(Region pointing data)
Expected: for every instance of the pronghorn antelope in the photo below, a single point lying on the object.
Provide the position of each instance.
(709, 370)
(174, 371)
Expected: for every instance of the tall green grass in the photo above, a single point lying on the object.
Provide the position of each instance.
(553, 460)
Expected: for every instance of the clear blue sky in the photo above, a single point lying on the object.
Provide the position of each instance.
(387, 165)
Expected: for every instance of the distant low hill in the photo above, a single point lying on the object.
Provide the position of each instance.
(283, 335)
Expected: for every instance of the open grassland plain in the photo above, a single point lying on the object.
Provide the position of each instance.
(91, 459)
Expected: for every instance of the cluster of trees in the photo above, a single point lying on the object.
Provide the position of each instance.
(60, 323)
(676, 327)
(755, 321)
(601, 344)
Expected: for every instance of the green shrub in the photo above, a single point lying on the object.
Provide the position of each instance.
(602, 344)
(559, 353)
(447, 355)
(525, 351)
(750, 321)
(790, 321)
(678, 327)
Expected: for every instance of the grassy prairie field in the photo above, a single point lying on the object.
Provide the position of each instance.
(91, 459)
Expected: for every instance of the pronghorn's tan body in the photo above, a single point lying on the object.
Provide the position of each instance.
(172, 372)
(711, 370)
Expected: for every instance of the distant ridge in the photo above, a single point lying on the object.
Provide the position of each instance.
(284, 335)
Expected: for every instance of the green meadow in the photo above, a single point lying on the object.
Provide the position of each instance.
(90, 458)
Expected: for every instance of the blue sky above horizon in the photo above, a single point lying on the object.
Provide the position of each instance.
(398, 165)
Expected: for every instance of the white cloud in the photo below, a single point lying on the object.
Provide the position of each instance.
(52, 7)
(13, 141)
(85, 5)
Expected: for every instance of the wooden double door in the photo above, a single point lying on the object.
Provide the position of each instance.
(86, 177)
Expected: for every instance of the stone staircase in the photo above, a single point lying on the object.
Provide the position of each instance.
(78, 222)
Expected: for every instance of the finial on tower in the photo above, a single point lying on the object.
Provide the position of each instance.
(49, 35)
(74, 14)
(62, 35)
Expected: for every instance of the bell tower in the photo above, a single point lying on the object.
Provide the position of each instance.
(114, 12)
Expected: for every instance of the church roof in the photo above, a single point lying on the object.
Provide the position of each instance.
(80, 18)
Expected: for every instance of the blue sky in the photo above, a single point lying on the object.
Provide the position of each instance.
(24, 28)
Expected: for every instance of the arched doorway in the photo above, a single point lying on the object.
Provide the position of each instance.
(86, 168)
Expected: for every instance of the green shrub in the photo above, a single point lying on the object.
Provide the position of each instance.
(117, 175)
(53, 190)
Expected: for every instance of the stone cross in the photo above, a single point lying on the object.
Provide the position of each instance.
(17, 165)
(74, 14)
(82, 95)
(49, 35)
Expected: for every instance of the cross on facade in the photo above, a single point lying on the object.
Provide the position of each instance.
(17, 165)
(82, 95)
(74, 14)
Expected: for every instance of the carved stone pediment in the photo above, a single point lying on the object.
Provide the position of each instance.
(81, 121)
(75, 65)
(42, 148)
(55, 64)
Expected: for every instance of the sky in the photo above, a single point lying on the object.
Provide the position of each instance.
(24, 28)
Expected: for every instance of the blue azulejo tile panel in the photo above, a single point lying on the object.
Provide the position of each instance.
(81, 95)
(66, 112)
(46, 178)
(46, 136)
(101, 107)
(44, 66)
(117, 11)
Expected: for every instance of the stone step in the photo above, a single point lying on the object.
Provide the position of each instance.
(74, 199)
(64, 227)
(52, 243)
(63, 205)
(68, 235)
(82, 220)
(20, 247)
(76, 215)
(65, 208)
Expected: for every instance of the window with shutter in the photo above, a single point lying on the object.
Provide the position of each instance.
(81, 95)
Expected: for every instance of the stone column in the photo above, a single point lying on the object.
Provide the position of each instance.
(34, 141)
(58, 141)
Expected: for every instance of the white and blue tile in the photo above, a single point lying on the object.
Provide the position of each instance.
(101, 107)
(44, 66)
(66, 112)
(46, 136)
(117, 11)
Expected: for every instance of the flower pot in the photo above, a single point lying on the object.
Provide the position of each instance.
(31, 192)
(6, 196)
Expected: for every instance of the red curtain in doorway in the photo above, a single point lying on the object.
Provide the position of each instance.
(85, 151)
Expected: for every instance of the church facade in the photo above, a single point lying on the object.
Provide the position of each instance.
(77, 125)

WHAT TO DO →
Scan the data for the word "below" and copy every line where it shows up.

RESPONSE TO THE TASK →
Expected: for every instance of the pronghorn antelope in the photo below, a single point lying on the object.
Expected: for every instance of the white cloud in the photo below, a single point lying on the object.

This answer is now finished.